** START Provided data **

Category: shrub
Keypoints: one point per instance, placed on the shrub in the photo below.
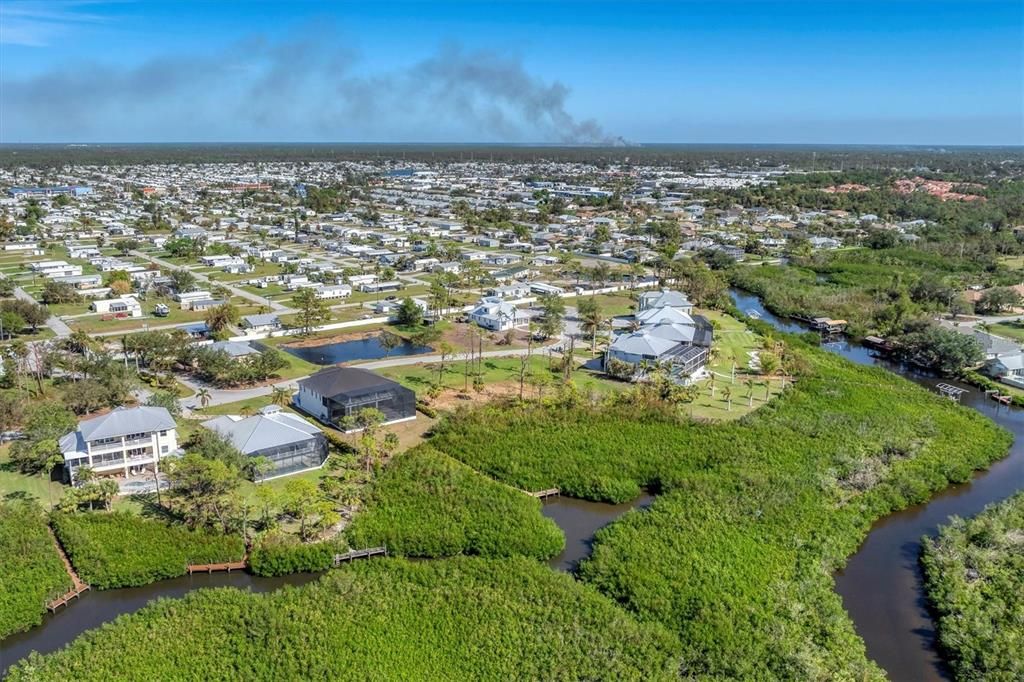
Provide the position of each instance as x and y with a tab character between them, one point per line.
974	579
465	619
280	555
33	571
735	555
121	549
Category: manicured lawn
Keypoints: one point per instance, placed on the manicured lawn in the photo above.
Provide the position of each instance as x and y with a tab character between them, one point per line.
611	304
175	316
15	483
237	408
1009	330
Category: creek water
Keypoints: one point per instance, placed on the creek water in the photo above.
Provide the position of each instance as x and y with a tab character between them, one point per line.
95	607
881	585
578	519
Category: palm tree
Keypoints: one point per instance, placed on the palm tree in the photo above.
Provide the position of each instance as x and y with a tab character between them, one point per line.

** END Provided data **

What you will do: Extract every line of the items above word for word, leaving out the pictures.

Result of the exercise:
Category: shrub
Keypoints: one point per instance, placed on the shrub in the photo below.
Provide the position of each instance as x and y with a tab character between them, one point per line.
974	579
465	619
280	555
33	571
735	555
121	549
Category: manicured lawn
Keypoints: one point per instance, placed on the manicured lawn in the photo above.
Provide the position of each instance as x and y with a tab character between them, one point per line.
611	304
175	316
15	483
237	408
1009	330
Category: creek water
Keypoints: one point per instance, placed on the creek water in the photo above.
Provide the position of each instance as x and y with a tab character between them, one point per line.
95	607
881	585
578	519
Category: palm tree
Keypoints: one point per instance, placed on the palm tree in the photo above.
Provide the position of each instance as x and y with a tab character between them, one point per line.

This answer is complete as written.